### [Work to complete]
Please reproduce every one of the lines below word for word, omitting any pictures from your answer.

### [Data in this exercise]
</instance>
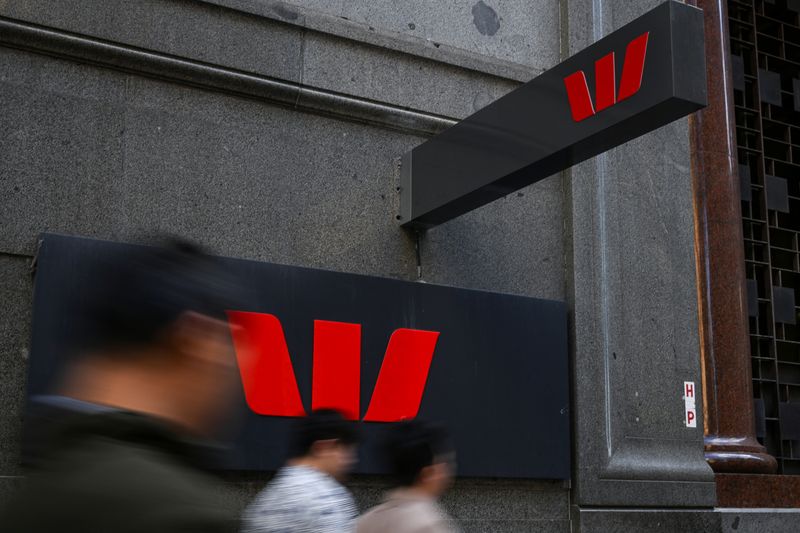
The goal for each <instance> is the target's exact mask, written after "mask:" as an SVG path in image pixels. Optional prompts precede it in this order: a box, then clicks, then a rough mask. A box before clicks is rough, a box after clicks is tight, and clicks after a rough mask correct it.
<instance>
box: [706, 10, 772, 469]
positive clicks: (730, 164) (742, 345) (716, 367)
mask: <svg viewBox="0 0 800 533" xmlns="http://www.w3.org/2000/svg"><path fill="white" fill-rule="evenodd" d="M691 3H693V4H695V5H697V6H698V7H700V8H702V9H703V11H704V12H705V32H706V61H707V68H706V73H707V76H708V107H707V108H706V109H704V110H702V111H700V112H698V113H696V114H695V116H694V117H692V119H691V121H690V136H691V141H692V179H693V186H694V211H695V257H696V260H697V292H698V303H699V308H700V309H699V316H700V328H701V332H700V333H701V351H702V365H703V407H704V409H703V412H704V413H705V450H706V459H707V460H708V462H709V464H710V465H711V467H712V468H713V469H714V471H715V472H738V473H772V472H775V470H776V468H777V463H776V461H775V458H774V457H772V456H770V455H768V454H767V453H766V451H765V449H764V447H763V446H761V445H760V444H759V443H758V441H757V440H756V437H755V420H754V416H753V390H752V388H753V385H752V378H751V366H750V343H749V338H748V324H747V320H748V319H747V293H746V287H745V269H744V246H743V239H742V215H741V203H740V202H741V199H740V194H741V193H740V190H739V176H738V166H737V163H736V139H735V137H734V135H735V120H734V114H733V89H732V83H733V82H732V74H731V60H730V47H729V42H728V16H727V8H726V0H695V1H693V2H691Z"/></svg>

### [Worked solution]
</instance>
The goal for each <instance> is the target's exact mask, written after "mask:" as an SVG path in image pixels. Optional prompts precede it in this order: a box, then clicks, then a rough mask. A box before clicks is rough, a box after clicks is tight, and clicks after a rough mask correct it.
<instance>
box: [706, 10, 772, 469]
positive clicks: (730, 164) (742, 345) (716, 367)
mask: <svg viewBox="0 0 800 533" xmlns="http://www.w3.org/2000/svg"><path fill="white" fill-rule="evenodd" d="M691 3H693V4H695V5H697V6H698V7H700V8H702V9H703V11H704V12H705V32H706V61H707V68H706V73H707V76H708V107H707V108H706V109H704V110H702V111H700V112H698V113H696V114H695V116H694V117H692V119H691V121H690V136H691V141H692V179H693V186H694V211H695V257H696V260H697V292H698V303H699V308H700V309H699V316H700V328H701V332H700V333H701V351H702V365H703V407H704V409H703V412H704V413H705V450H706V459H707V460H708V462H709V464H710V465H711V467H712V468H713V469H714V471H715V472H738V473H772V472H775V470H776V468H777V463H776V461H775V458H774V457H772V456H770V455H768V454H767V453H766V451H765V449H764V447H763V446H761V445H760V444H759V443H758V441H757V440H756V437H755V420H754V416H753V390H752V388H753V385H752V378H751V366H750V343H749V338H748V324H747V320H748V319H747V293H746V287H745V269H744V246H743V239H742V215H741V203H740V202H741V199H740V194H741V193H740V190H739V176H738V166H737V163H736V139H735V137H734V135H735V120H734V114H733V89H732V83H733V82H732V74H731V60H730V47H729V42H728V16H727V8H726V0H695V1H693V2H691Z"/></svg>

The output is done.